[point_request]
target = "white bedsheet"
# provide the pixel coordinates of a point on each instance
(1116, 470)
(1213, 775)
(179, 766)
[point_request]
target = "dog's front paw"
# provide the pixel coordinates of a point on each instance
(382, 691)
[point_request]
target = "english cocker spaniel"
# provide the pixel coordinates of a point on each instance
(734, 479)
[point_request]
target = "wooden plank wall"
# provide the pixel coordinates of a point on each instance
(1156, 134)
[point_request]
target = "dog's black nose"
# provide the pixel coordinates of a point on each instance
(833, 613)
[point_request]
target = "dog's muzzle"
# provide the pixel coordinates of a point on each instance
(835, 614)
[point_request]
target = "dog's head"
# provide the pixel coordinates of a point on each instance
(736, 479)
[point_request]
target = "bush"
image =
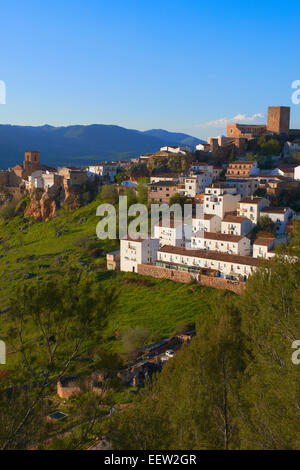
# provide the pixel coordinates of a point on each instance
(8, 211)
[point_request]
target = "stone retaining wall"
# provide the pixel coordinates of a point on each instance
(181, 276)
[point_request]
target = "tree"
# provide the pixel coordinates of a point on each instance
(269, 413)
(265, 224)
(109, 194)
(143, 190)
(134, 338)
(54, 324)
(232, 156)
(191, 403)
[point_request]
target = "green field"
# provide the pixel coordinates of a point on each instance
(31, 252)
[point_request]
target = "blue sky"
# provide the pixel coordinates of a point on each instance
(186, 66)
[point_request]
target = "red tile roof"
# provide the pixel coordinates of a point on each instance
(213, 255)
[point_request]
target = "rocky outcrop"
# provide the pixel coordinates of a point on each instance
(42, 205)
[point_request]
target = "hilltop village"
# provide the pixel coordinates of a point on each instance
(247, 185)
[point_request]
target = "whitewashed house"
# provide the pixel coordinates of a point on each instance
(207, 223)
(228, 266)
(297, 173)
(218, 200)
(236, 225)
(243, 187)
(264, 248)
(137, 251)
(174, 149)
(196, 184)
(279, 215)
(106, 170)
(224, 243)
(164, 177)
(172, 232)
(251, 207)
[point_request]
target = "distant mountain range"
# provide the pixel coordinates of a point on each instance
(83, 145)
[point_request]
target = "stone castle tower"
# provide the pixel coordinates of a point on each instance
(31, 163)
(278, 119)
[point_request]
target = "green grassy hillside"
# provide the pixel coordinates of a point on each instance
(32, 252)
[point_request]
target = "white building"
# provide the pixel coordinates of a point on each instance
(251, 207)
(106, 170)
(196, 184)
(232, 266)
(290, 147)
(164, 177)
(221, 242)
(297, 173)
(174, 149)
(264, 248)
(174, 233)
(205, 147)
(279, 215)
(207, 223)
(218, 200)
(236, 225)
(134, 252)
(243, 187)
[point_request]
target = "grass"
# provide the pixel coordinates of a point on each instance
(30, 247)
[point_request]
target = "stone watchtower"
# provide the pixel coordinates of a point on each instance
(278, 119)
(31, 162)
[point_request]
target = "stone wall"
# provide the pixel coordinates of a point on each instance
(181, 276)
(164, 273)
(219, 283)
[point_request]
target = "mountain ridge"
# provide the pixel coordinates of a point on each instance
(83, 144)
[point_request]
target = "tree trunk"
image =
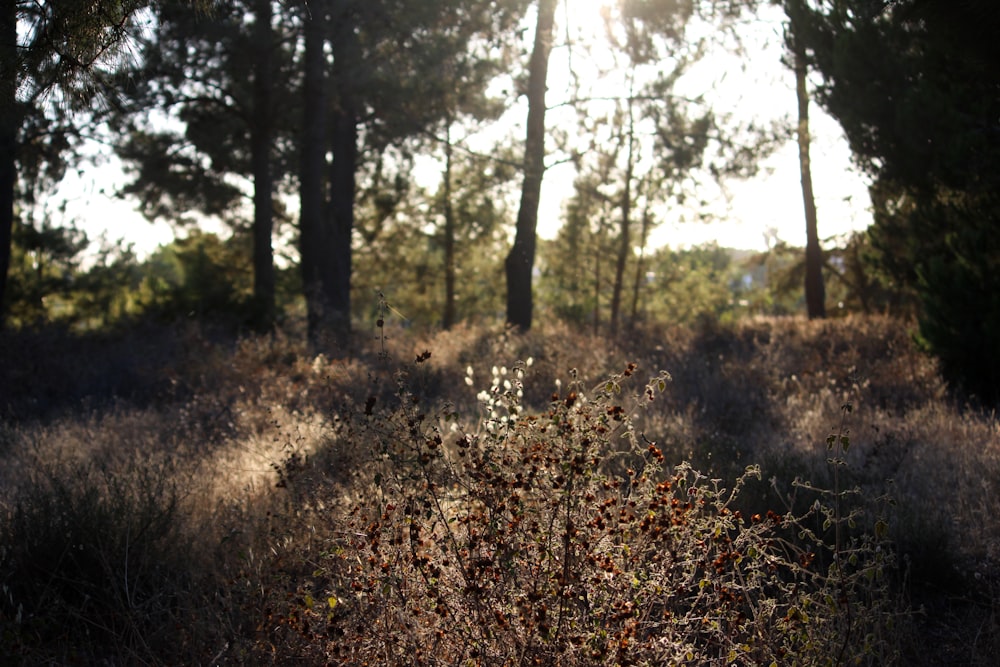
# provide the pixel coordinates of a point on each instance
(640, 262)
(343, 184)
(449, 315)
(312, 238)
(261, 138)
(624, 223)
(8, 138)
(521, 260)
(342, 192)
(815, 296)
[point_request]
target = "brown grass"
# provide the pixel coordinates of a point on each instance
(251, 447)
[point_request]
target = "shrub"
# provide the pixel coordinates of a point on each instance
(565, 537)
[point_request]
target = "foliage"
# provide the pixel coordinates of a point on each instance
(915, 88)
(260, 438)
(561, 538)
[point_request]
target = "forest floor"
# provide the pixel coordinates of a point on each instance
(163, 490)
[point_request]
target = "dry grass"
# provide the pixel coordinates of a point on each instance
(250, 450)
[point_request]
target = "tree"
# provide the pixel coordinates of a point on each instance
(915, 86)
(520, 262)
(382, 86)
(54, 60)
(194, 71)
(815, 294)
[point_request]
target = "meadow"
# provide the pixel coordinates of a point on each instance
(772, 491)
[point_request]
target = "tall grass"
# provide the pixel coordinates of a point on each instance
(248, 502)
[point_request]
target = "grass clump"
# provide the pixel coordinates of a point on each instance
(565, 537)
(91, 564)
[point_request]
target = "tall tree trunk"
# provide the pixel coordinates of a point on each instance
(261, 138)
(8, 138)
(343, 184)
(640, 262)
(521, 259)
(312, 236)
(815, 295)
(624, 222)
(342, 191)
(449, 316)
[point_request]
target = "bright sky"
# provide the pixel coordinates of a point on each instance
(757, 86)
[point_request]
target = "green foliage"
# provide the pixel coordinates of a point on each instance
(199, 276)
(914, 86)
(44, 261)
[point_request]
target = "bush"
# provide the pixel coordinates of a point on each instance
...
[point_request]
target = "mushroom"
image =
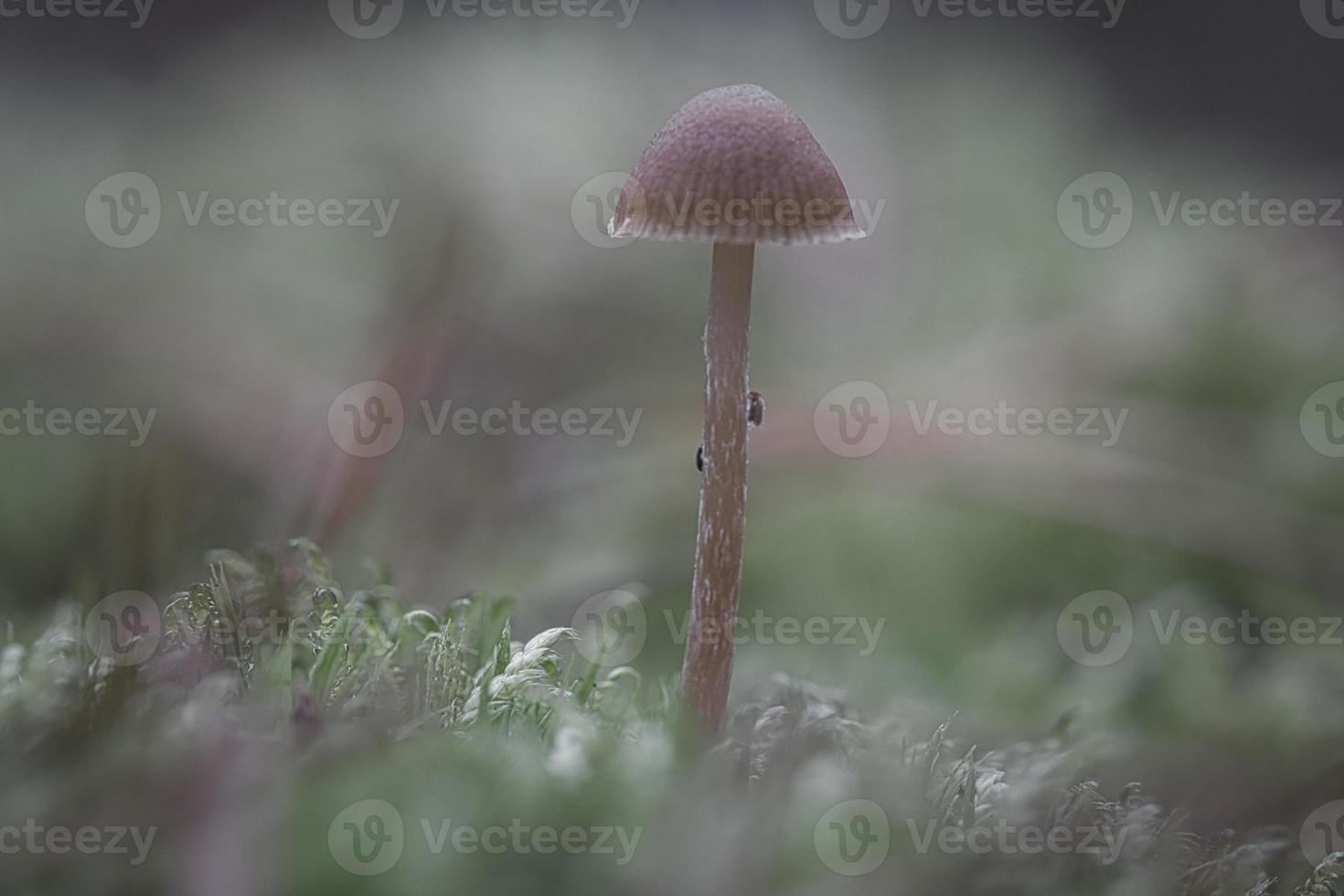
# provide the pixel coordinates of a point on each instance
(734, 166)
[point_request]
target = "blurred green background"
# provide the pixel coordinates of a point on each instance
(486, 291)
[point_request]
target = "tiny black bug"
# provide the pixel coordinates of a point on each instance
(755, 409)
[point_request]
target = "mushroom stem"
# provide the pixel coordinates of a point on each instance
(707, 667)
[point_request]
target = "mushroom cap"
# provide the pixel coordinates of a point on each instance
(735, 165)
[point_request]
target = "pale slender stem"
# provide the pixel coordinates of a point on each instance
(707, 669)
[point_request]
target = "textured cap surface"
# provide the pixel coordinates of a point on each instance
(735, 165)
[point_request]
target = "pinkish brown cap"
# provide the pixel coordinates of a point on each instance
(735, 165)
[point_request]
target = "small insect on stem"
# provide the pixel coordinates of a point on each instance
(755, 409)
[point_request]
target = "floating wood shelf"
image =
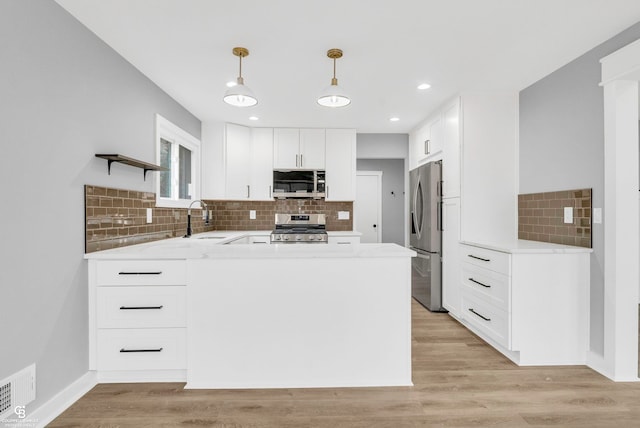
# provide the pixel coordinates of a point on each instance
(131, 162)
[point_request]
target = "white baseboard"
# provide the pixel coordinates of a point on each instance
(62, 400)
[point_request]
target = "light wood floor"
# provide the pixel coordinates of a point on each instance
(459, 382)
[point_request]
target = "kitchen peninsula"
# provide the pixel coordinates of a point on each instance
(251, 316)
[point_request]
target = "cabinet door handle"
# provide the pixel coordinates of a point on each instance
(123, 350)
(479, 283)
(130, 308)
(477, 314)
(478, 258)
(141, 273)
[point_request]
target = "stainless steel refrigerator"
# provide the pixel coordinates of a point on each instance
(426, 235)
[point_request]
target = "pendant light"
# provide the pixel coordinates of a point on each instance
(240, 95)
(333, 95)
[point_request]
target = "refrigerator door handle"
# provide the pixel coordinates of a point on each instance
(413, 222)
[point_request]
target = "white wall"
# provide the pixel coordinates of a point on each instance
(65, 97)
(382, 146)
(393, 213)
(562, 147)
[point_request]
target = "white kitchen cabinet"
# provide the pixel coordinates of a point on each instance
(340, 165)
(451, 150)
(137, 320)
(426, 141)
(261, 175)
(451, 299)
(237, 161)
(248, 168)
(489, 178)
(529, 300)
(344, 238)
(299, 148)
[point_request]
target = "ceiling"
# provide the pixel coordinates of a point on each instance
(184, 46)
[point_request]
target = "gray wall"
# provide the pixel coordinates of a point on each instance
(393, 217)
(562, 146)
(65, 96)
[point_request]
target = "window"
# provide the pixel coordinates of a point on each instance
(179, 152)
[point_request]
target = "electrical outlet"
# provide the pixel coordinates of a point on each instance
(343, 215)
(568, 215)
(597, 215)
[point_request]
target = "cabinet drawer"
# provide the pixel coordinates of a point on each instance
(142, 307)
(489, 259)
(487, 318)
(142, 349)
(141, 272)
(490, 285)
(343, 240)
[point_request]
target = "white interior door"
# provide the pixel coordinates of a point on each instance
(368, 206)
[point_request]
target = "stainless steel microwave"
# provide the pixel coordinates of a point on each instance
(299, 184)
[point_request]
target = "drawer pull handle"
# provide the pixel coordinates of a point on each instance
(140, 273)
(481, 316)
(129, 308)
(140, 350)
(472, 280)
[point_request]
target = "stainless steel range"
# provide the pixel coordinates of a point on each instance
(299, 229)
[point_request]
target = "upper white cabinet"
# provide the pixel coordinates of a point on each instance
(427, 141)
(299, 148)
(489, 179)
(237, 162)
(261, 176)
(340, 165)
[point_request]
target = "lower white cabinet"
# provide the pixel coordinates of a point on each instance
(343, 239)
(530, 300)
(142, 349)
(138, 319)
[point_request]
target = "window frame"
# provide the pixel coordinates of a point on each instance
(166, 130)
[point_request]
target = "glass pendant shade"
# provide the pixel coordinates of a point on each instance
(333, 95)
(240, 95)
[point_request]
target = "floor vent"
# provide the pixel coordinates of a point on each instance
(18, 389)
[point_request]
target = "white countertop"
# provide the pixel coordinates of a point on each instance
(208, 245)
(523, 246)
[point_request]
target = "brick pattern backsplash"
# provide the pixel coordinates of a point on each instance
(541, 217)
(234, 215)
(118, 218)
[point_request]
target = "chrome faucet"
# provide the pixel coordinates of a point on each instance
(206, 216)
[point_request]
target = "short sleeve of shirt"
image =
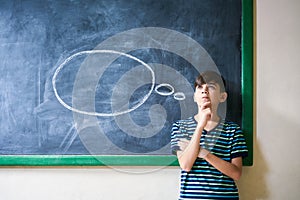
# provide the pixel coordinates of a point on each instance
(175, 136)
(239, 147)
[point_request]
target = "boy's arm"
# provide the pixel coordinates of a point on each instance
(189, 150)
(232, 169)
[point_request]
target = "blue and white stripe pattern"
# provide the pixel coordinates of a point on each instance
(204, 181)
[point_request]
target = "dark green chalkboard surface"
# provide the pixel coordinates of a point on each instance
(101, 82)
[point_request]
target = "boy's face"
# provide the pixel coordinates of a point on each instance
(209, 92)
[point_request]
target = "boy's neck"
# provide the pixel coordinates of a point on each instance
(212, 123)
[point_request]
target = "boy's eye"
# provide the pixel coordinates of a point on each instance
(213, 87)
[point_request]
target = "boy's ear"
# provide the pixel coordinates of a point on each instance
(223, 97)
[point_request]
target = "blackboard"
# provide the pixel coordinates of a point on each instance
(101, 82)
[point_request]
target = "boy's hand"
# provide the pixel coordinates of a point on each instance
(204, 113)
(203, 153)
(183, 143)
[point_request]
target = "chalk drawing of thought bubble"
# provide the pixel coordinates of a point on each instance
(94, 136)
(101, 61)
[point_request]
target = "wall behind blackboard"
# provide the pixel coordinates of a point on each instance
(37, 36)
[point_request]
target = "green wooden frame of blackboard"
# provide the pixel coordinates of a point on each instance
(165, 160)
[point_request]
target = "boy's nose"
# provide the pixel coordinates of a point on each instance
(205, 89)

(EXERCISE BRIEF):
Find each line above that contains the word "handle" and copy it out in full.

(RESULT OF THE TASK):
target = "cabinet door handle"
target = "refrigerator door handle"
target = "drawer pull handle"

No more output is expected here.